## Extract to read
<<<<

The Employment Appeal Tribunal (EAT) has ruled that the dismissal of an employee with post natal depression on capability grounds, after the ‘protected period’ (which is the period between the beginning of the pregnancy and the end of maternity leave), did not amount to sex discrimination and/or pregnancy and maternity discrimination.
In this case the claimant had been diagnosed with moderately severe post-natal depression after her period of maternity leave. The claimant had been due to return to work but on the expiry of her maternity leave immediately took an extended period of sick leave. About one year after that sick leave commenced, her employer took the decision that they could no longer support the claimant’s absence and dismissed her. The claimant brought claims for unfair dismissal, direct sex discrimination and/or pregnancy and maternity discrimination. The Tribunal rejected the discrimination aspects of her claim and she appealed to the EAT.
In rejecting the discrimination arguments put forward by the claimant, the EAT examined the relevant sections of the Equality Act 2010. The EAT found that the wording in the legislation made it clear that there could be no pregnancy and maternity discrimination when the alleged unfavourable treatment occurred outside of the ‘protected period’.

>>>>

## Provided data
<<<<

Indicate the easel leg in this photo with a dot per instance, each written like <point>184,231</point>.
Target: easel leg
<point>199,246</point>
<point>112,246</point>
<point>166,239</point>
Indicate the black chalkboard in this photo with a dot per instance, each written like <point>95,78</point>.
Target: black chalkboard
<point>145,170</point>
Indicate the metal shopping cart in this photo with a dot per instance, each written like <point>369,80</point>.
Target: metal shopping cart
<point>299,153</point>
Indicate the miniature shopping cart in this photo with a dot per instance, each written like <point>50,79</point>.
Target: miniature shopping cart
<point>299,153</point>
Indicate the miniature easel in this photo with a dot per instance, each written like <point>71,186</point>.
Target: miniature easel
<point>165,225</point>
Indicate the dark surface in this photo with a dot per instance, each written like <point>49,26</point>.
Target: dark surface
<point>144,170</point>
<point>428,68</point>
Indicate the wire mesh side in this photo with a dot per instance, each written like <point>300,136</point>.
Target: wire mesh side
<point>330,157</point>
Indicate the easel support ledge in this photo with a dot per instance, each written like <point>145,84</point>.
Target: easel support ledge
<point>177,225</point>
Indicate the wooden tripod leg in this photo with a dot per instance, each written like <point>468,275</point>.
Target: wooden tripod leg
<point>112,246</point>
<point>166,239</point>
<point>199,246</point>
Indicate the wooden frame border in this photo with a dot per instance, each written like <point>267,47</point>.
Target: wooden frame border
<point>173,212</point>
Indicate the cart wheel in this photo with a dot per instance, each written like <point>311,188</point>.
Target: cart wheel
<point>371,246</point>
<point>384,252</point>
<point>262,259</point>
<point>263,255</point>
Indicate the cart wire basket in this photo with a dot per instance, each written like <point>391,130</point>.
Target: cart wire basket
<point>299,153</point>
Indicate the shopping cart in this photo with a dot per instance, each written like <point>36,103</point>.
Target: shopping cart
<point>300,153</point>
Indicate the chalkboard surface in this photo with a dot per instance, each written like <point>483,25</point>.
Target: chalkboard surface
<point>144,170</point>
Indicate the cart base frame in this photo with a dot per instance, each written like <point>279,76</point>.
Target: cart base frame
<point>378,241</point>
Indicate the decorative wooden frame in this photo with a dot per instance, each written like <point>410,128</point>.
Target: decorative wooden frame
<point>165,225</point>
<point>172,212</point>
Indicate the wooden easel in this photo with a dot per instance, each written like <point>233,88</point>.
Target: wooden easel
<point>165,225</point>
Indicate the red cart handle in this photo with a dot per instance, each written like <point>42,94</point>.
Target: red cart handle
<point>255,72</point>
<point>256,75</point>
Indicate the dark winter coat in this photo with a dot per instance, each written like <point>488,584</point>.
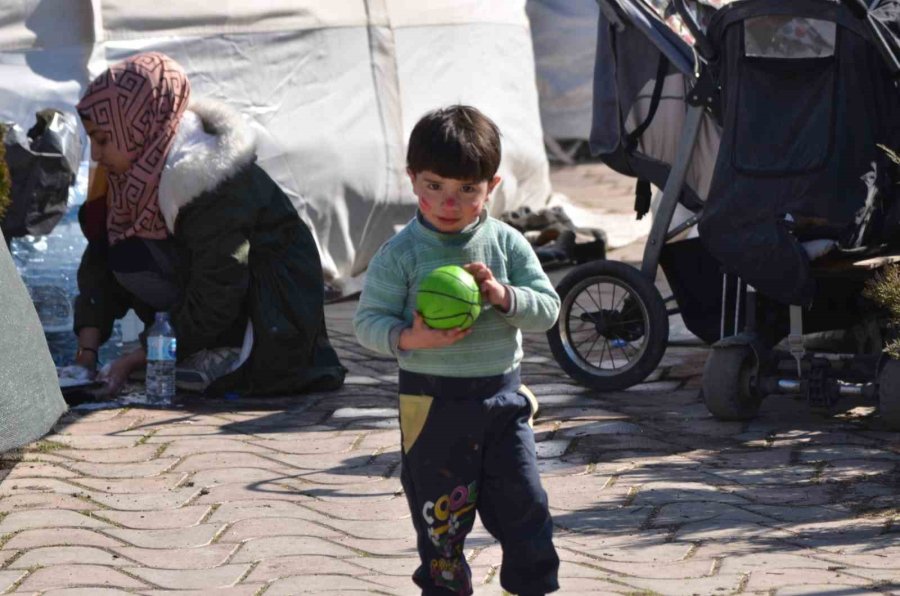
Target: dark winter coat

>>>>

## Work instructions
- 1) Put this sentence from the post-natal depression ruling into Spanish: "The Tribunal rejected the discrimination aspects of her claim and she appealed to the EAT."
- 2) Reproduce everything in the post-natal depression ruling from "In this case" down to "to the EAT.", word for word.

## List of solutions
- 1) El Tribunal rechazó los aspectos de discriminación de su demanda y ella recurrió ante el EAT.

- 2)
In this case the claimant had been diagnosed with moderately severe post-natal depression after her period of maternity leave. The claimant had been due to return to work but on the expiry of her maternity leave immediately took an extended period of sick leave. About one year after that sick leave commenced, her employer took the decision that they could no longer support the claimant’s absence and dismissed her. The claimant brought claims for unfair dismissal, direct sex discrimination and/or pregnancy and maternity discrimination. The Tribunal rejected the discrimination aspects of her claim and she appealed to the EAT.